What is being asked -
Once more, print the records exactly as given.

(Saved entries)

******************************

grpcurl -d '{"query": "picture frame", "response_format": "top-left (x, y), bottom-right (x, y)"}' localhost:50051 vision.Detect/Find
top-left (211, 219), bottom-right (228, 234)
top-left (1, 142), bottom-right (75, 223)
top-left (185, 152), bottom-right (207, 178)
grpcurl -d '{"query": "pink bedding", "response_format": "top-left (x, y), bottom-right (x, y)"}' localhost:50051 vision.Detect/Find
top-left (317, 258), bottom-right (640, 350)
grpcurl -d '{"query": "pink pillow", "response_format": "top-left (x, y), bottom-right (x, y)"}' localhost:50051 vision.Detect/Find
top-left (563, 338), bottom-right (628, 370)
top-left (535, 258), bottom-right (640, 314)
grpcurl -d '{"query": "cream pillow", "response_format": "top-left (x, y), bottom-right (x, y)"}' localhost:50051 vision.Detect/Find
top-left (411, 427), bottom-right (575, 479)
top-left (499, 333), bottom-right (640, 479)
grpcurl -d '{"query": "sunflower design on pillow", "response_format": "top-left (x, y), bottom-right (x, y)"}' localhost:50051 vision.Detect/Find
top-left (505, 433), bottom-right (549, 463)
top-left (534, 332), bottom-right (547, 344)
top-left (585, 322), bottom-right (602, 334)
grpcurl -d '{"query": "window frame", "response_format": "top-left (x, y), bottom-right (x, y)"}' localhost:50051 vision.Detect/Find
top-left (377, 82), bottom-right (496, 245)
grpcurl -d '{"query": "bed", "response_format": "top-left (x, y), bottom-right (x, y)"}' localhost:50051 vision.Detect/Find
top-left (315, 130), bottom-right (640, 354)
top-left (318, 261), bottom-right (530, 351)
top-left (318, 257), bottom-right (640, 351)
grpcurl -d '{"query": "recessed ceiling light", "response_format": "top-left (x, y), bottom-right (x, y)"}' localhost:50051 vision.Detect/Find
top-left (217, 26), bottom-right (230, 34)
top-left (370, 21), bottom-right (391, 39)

******************************

Written answer -
grpcurl -d '{"query": "picture frame", "response_format": "top-left (x, y), bottom-right (x, y)"}' localhost:50051 vision.Detect/Find
top-left (211, 219), bottom-right (228, 234)
top-left (1, 142), bottom-right (75, 223)
top-left (185, 152), bottom-right (207, 178)
grpcurl -d '{"query": "pink bedding", "response_format": "top-left (x, y), bottom-right (x, y)"}' localhost:50051 vision.Detect/Find
top-left (317, 258), bottom-right (640, 350)
grpcurl -d '{"query": "pink pillow", "response_format": "top-left (x, y), bottom-right (x, y)"}' localhost:50051 vision.Detect/Find
top-left (563, 338), bottom-right (628, 370)
top-left (535, 258), bottom-right (640, 314)
grpcurl -d '{"query": "cream pillow", "response_format": "top-left (x, y), bottom-right (x, y)"}' localhost:50051 vision.Detect/Find
top-left (411, 427), bottom-right (575, 479)
top-left (499, 333), bottom-right (640, 479)
grpcurl -d '{"query": "sunflower design on pillow", "response_format": "top-left (x, y), bottom-right (x, y)"}' localhost:50051 vision.Detect/Find
top-left (505, 433), bottom-right (549, 463)
top-left (534, 332), bottom-right (547, 344)
top-left (585, 322), bottom-right (602, 334)
grpcurl -d '{"query": "window frame", "response_format": "top-left (x, y), bottom-right (x, y)"}' localhost:50051 vision.Detect/Find
top-left (377, 82), bottom-right (496, 245)
grpcurl -d '{"query": "bed", "response_format": "top-left (x, y), bottom-right (x, y)"}' localhost:50051 vision.Detect/Find
top-left (315, 130), bottom-right (640, 354)
top-left (318, 261), bottom-right (530, 351)
top-left (318, 257), bottom-right (640, 351)
grpcurl -d '{"query": "recessed ceiling light", "response_format": "top-left (x, y), bottom-right (x, y)"}' localhost:50051 vision.Detect/Find
top-left (217, 26), bottom-right (230, 34)
top-left (370, 21), bottom-right (391, 39)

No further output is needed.